Pointing records:
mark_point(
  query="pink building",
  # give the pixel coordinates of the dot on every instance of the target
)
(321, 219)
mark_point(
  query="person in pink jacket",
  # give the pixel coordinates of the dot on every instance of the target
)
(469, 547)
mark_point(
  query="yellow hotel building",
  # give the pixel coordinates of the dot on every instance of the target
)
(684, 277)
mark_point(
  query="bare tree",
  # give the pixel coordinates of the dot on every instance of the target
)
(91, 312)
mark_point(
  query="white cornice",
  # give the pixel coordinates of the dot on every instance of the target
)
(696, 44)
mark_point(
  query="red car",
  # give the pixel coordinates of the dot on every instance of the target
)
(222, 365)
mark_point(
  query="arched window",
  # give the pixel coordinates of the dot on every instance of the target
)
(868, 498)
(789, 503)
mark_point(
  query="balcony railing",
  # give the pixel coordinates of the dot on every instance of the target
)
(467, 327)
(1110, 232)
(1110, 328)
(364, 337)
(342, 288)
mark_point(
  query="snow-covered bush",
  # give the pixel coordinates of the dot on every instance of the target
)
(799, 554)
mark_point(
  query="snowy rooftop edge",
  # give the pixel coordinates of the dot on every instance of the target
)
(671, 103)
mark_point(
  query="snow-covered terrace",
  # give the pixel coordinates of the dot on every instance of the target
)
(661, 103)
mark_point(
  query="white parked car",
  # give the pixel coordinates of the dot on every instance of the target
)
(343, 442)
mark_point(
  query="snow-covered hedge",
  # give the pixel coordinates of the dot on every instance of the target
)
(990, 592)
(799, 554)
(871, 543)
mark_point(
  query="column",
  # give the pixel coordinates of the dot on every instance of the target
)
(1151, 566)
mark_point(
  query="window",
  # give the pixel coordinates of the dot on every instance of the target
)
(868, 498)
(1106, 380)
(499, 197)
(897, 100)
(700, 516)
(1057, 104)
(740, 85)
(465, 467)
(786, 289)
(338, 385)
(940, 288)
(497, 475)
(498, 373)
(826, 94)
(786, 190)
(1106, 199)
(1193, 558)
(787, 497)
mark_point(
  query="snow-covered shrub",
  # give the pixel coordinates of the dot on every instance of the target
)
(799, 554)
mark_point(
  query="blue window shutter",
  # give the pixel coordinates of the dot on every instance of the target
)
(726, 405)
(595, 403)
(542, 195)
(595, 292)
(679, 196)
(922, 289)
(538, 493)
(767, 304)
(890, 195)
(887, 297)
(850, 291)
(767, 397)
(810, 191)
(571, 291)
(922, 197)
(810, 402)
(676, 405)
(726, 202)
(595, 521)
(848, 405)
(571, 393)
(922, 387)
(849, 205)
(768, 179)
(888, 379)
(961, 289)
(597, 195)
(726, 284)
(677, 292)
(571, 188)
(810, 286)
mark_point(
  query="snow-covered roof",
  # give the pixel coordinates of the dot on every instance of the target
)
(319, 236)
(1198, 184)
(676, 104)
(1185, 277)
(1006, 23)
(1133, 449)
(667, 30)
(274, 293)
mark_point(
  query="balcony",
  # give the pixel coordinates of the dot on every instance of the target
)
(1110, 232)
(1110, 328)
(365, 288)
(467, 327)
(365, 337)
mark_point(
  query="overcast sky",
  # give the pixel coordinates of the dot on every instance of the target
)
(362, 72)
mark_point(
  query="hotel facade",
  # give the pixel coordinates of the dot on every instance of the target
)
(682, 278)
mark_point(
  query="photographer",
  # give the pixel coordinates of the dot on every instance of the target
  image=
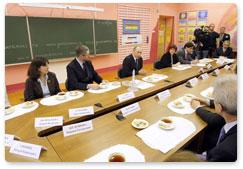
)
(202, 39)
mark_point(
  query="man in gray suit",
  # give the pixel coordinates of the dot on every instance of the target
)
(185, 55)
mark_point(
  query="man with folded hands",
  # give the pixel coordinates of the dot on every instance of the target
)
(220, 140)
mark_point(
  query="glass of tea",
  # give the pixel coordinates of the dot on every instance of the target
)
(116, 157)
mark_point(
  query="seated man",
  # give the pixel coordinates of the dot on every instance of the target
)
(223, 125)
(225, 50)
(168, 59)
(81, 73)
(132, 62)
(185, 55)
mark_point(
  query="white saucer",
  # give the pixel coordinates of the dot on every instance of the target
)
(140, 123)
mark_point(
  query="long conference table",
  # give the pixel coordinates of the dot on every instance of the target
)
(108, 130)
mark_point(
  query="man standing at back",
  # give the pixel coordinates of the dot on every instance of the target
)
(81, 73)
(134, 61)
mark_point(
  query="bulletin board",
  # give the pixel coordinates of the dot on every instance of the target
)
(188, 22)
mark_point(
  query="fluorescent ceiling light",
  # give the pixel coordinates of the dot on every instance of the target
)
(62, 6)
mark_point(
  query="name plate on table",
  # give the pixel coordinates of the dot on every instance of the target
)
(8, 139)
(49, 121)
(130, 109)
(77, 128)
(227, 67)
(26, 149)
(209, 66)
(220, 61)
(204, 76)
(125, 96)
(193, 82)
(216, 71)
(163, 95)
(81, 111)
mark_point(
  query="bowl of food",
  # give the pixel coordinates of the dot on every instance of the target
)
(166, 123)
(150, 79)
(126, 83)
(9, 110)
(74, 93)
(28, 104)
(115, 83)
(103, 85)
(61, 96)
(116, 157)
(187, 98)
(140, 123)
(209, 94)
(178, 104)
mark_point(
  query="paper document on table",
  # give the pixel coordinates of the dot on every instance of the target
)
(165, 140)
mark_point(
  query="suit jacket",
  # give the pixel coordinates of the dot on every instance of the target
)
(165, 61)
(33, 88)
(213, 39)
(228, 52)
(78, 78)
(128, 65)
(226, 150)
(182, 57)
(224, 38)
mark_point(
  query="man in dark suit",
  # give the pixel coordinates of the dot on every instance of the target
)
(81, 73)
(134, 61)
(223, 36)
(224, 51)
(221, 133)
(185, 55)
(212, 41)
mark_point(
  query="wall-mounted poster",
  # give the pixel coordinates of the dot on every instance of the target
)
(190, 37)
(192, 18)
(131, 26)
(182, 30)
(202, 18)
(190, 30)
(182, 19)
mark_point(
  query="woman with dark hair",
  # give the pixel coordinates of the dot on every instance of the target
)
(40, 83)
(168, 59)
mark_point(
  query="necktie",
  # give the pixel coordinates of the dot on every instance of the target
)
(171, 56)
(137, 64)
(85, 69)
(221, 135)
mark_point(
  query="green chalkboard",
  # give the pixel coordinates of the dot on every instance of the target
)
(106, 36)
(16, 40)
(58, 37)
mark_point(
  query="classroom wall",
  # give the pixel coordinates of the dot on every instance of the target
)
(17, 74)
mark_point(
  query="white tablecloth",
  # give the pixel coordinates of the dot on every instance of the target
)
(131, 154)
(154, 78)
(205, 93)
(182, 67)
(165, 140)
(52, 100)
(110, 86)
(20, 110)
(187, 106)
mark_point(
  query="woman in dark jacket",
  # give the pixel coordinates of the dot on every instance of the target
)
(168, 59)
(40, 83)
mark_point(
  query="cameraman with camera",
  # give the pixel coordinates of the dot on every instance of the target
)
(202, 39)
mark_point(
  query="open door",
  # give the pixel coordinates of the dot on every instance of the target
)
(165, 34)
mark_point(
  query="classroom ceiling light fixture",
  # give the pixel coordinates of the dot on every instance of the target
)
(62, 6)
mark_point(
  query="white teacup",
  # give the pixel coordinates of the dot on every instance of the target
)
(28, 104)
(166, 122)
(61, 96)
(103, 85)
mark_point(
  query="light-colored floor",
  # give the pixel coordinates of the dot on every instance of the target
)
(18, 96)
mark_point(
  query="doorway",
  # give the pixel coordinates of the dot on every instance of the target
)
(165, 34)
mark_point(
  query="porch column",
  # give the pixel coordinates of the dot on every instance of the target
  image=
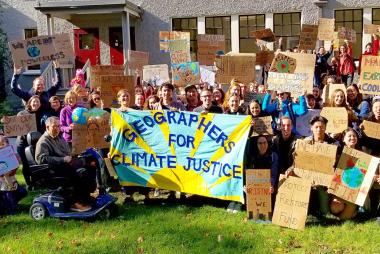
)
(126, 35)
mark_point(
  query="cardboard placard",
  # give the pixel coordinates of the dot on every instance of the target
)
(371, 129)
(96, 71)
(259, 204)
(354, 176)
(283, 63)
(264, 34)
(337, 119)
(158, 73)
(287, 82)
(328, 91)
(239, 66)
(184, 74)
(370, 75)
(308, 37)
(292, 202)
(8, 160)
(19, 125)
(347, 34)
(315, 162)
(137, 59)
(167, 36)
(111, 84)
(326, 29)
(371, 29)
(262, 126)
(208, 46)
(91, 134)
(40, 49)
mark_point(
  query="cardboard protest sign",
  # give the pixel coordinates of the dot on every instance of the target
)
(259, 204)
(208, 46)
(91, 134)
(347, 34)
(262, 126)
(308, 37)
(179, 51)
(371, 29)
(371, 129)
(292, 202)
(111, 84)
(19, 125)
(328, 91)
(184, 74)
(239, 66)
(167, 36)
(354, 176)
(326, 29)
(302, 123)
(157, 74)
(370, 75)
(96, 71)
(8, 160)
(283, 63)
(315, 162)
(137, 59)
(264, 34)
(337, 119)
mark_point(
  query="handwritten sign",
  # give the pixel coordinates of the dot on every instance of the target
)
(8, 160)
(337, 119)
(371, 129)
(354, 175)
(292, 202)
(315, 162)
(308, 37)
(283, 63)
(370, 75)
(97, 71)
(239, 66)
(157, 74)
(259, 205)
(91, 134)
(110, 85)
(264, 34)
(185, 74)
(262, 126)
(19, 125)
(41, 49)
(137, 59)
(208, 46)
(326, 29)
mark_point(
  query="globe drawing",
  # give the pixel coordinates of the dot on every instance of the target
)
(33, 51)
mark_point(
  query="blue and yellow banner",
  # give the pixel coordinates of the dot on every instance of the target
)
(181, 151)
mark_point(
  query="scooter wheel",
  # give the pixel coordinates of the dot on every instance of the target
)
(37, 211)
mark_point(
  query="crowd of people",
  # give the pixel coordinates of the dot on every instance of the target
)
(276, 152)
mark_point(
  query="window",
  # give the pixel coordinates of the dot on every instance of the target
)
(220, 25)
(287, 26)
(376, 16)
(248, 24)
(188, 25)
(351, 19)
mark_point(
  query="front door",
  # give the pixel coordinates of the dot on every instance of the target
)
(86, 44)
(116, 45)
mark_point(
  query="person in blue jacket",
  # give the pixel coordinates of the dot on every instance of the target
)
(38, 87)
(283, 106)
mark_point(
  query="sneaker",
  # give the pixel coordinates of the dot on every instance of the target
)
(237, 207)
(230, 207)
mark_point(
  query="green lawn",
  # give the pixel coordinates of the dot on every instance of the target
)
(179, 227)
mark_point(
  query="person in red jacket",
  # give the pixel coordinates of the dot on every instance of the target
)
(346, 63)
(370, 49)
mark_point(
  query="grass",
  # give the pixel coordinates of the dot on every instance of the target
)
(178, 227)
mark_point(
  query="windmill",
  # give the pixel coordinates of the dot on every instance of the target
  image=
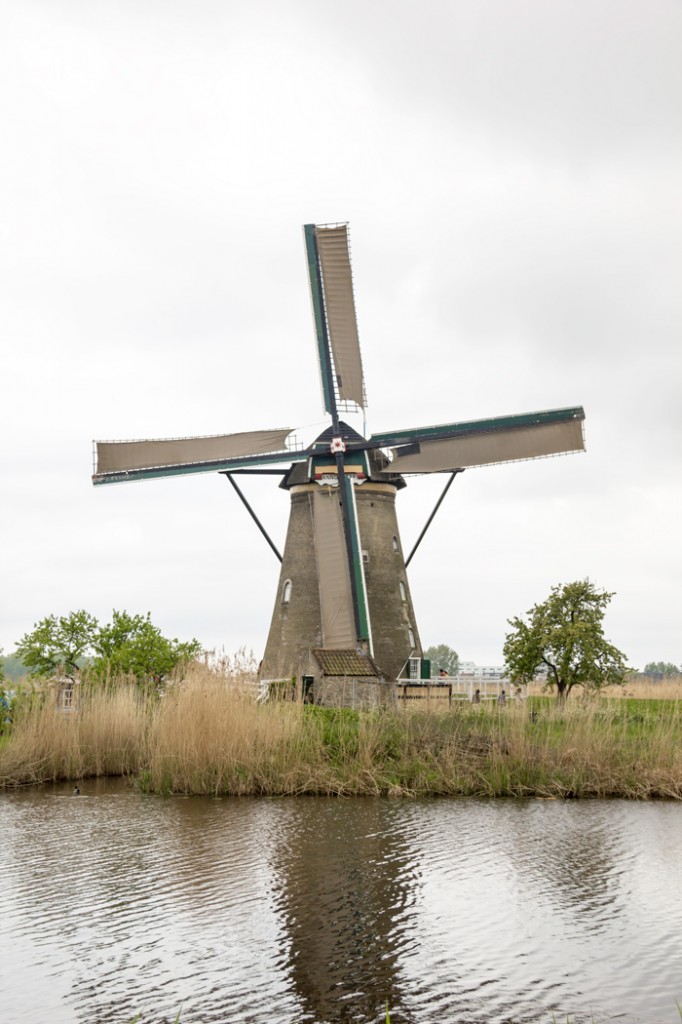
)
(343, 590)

__Exercise requirements__: Count the lines in the records above that contain the string "woman". Reply with the number alone.

__Task answer__: 2